Material supplied START
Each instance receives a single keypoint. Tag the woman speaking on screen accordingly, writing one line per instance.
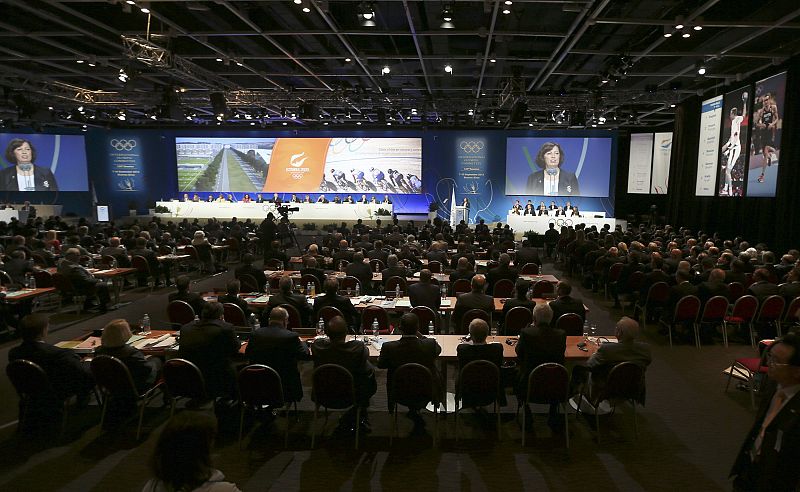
(24, 175)
(552, 180)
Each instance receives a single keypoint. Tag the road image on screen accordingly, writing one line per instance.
(558, 166)
(300, 165)
(41, 162)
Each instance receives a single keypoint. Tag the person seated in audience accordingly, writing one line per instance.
(211, 344)
(353, 355)
(280, 348)
(83, 283)
(183, 294)
(182, 456)
(361, 270)
(286, 295)
(424, 292)
(564, 303)
(232, 289)
(247, 268)
(67, 375)
(540, 343)
(114, 342)
(411, 348)
(475, 299)
(503, 271)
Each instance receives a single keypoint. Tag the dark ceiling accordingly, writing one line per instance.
(545, 63)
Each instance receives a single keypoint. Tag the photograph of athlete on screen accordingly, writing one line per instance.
(733, 169)
(551, 179)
Material supplied END
Task objective:
Leave out every line before the one containing "Each instance receives a single keypoint. Tag the photograph". Transcribe that line and all lines after it through the end of the data above, exactly.

Result of the exercise:
Each instance receives a single keypoint. Tag the photograph of athlete on screen accordingly, writing one line per instance.
(733, 169)
(551, 179)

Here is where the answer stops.